** START EXERCISE DATA **

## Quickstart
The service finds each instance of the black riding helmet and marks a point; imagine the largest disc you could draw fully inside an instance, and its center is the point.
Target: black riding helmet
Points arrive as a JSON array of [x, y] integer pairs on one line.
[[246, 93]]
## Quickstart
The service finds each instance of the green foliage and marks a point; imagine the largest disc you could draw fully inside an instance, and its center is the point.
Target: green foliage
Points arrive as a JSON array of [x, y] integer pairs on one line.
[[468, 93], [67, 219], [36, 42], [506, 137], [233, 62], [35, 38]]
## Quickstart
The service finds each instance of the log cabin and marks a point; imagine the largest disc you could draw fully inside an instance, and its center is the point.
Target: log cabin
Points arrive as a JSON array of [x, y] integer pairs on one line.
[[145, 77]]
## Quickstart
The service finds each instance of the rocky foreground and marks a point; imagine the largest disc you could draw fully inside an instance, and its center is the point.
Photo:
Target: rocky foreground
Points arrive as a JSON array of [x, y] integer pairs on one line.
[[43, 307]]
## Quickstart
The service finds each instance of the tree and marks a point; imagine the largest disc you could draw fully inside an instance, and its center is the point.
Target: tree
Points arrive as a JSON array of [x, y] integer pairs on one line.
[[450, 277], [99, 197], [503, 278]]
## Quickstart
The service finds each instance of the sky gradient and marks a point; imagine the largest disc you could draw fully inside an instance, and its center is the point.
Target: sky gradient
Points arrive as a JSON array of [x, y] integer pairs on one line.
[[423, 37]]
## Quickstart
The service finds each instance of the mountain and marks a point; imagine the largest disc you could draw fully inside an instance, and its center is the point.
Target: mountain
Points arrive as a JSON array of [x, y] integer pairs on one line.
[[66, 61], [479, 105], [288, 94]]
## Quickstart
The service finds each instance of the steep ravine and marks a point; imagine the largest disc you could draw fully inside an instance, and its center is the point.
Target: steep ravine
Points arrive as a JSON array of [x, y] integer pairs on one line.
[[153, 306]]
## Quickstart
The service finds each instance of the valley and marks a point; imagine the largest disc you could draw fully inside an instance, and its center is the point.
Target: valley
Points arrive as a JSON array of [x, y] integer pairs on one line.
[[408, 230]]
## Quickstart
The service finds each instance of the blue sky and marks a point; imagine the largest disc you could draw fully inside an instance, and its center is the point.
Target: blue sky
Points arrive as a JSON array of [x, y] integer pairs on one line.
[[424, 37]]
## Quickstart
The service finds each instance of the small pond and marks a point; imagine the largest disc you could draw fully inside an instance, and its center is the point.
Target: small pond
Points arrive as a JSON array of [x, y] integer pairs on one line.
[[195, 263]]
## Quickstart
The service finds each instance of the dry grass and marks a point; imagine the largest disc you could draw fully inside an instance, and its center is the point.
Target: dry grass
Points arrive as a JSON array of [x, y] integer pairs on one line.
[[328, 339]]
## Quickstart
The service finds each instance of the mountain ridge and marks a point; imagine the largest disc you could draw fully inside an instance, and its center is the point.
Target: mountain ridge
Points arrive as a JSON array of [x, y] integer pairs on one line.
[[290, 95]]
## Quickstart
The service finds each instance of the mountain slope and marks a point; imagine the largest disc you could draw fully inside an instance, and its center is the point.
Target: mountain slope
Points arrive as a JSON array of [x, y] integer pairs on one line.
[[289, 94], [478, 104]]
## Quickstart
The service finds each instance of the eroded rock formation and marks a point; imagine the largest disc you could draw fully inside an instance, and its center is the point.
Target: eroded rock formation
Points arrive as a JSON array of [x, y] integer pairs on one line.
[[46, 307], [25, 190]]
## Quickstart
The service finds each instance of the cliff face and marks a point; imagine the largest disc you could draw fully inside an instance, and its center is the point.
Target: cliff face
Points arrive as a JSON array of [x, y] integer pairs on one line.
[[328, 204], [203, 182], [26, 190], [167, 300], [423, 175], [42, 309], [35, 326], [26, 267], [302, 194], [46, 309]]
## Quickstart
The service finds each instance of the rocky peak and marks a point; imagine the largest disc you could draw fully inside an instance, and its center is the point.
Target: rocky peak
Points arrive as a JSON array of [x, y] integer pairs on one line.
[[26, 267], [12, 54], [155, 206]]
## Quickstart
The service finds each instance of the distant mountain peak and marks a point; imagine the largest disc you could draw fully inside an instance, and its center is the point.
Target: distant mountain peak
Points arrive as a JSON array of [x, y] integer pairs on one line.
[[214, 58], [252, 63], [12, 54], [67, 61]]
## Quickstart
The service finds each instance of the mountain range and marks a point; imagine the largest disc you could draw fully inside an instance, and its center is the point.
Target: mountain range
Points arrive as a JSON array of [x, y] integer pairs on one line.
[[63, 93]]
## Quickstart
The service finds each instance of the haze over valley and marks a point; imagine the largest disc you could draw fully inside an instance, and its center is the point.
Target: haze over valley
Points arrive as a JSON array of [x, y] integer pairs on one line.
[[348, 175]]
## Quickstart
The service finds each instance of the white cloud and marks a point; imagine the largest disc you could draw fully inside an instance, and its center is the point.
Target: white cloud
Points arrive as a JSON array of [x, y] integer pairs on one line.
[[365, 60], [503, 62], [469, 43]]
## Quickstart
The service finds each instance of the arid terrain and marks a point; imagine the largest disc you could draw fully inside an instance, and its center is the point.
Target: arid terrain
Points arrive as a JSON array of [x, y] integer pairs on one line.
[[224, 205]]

** END EXERCISE DATA **

* GOAL OF THE EXERCISE
Print every item above again, word for word and in the same order.

* WRITTEN RESPONSE
## Quickstart
The service finds each instance of the black riding helmet and marks a point; imagine the largest disc you could draw fully inside an instance, and its center is the point.
Target: black riding helmet
Points arrive as a JSON array of [x, y] integer pairs on one line.
[[246, 93]]
## Quickstart
The service finds each instance of the green foliage and marks a point; imagine the largest disc you could draw fully inside an instance, and its center is the point.
Target: green foliage
Points arrive as a JSON array of [x, y] integer pairs on one line.
[[468, 93], [67, 219], [36, 42], [506, 137], [233, 62], [35, 38]]
## Quickstart
The service finds each instance of the log cabin and marks a point; imagine the largest disc you could draw fully inside an instance, and its center is the point.
Target: log cabin
Points arrive as a JSON array of [x, y] integer pairs on one line.
[[145, 77]]
## Quickstart
The service finds each instance of the rocky foreground and marks a point; imagine the largest disc you could draw fully inside an instance, and its center is the point.
Photo:
Target: rocky foreground
Points arrive as a JSON array of [x, y] integer pairs on one line.
[[43, 307]]
## Quickstart
The service finds each instance of the tree and marks a point; imagine the largest disc you could draw fully inside an instance, and its center is the point.
Target: tree
Points arrive as a JSON array of [x, y] integer pairs on one line.
[[450, 277], [99, 197], [503, 278]]
## Quickstart
The service finds each instance of the sky gradient and marks a point; imagine the largest disc you could draw fully inside an instance, and its center is the point.
Target: sky gradient
Points arrive as a JSON array of [x, y] integer pairs on one line.
[[423, 37]]
## Quickstart
The service finds each instance of the mountain and marks a point; imagine the largest disc you could draw fully inside an instance, and its center is the point.
Target: mountain
Points arrive as a JSON array of [x, y] integer pairs on one line.
[[66, 61], [479, 105], [288, 94]]
## Quickstart
The service finds each instance of the steep ravine and marks a point; imagine the largest disc you could draw fully inside an instance, and its center is the point.
Target: steep ravine
Points arrive as a JSON array of [x, y] integer pairs on one line.
[[153, 306]]
## Quickstart
The service finds each instance of the valley and marks a point; imagine the largest disc you could draw fully inside an instance, and its center is the point.
Target: valley
Points arrive as a JSON array of [x, y] integer pairs on one line.
[[408, 230]]
## Quickstart
The service finds each instance of the blue sky and marks a point; imagine the largest disc you could draw fully inside an instance, and its center is the point.
Target: blue sky
Points arrive as a JSON array of [x, y] integer pairs on one line.
[[424, 37]]
## Quickstart
The service finds each instance of the small pond and marks a point; imagine the largest disc you could draw fully inside an instance, and its center is the point.
Target: small pond
Points arrive as a JSON array of [x, y] integer pairs on one line.
[[195, 263]]
## Quickstart
The service finds each instance of the dry grass and marks a point; imagine the largest disc you could draw fully inside an instance, and its center is the point.
Target: dry grass
Points arrive as a JSON array of [x, y] integer pairs on one line.
[[328, 339]]
## Quickstart
The service finds each instance of the mountain ridge and marks a point; imagine the largest disc you could draw fully inside an instance, and its center is the point.
Target: mountain ridge
Points arrive as a JSON array of [x, y] integer pairs on one line.
[[290, 95]]
## Quickstart
The service finds each instance of the mountain slope and marks a point; imagine the largest disc you could draw fully inside an instance, and its center is the point.
Target: mountain slope
Points arrive as a JSON array of [x, y] integer pairs on one line.
[[289, 94], [478, 104]]
## Quickstart
The service finds each instance of the eroded rock formation and marks a point; imagine the largest disc you could draw fully inside an instance, and its center is the point.
Target: eroded rock formation
Points arrive as a JSON array of [x, y] integer pairs on one line.
[[46, 307], [25, 190]]
## Quickstart
The service finds each instance of the cliff face and marks a point; imagine the largest disc you could draw fully inside an instance, and its center is the point.
Target: cliff face
Points arrive as a JSON array of [x, y] integer pairs on one line.
[[328, 204], [203, 182], [26, 190], [167, 300], [423, 175], [42, 309], [35, 326], [26, 267], [302, 194], [46, 309]]
## Quickstart
The service finds each instance of the rocky peak and marks a point; imagine the largest disc you could draw fully inside an instance, and its center is the point.
Target: rocky peak
Points arrive as a JSON array of [x, y] integer pairs on one line.
[[26, 267], [12, 54], [155, 206]]
## Quickstart
The service finds each instance of the distant mountain peak and marks a point; imagine the largest disc you could draw fully inside an instance, and its center is the point.
Target: distant mountain peak
Points arrive as a JSON array of [x, y] integer pairs on one line.
[[214, 58], [252, 63], [12, 54], [67, 61]]
## Quickstart
The service finds each instance of the mountain range and marks a point; imagine the largest disc you could draw fully inside an instance, and its center is the point.
Target: mountain range
Points arrive as a JSON array of [x, y] integer pairs on one line.
[[63, 93]]
## Quickstart
The service finds each instance of the haze over valley and marks a point; imagine the largest disc you could draw fully inside an instance, and its center is the point.
Target: haze over valley
Points arrive as a JSON array of [x, y] integer pairs on one line.
[[348, 175]]
## Quickstart
The service finds each instance of the white cloud and marks a point; imagine the largest disc you could draw fully inside an instance, and its center is the point.
Target: white cloud
Points arrive as a JSON array of [x, y] integer pairs on one line.
[[365, 60], [503, 62], [469, 43]]
## Quickstart
The service finds each instance of the arid terrain and marks a point; imagine the largest disc you could draw fully inside an instance, and its center is the point.
Target: arid terrain
Points arrive as a JSON array of [x, y] integer pairs on one line.
[[224, 205]]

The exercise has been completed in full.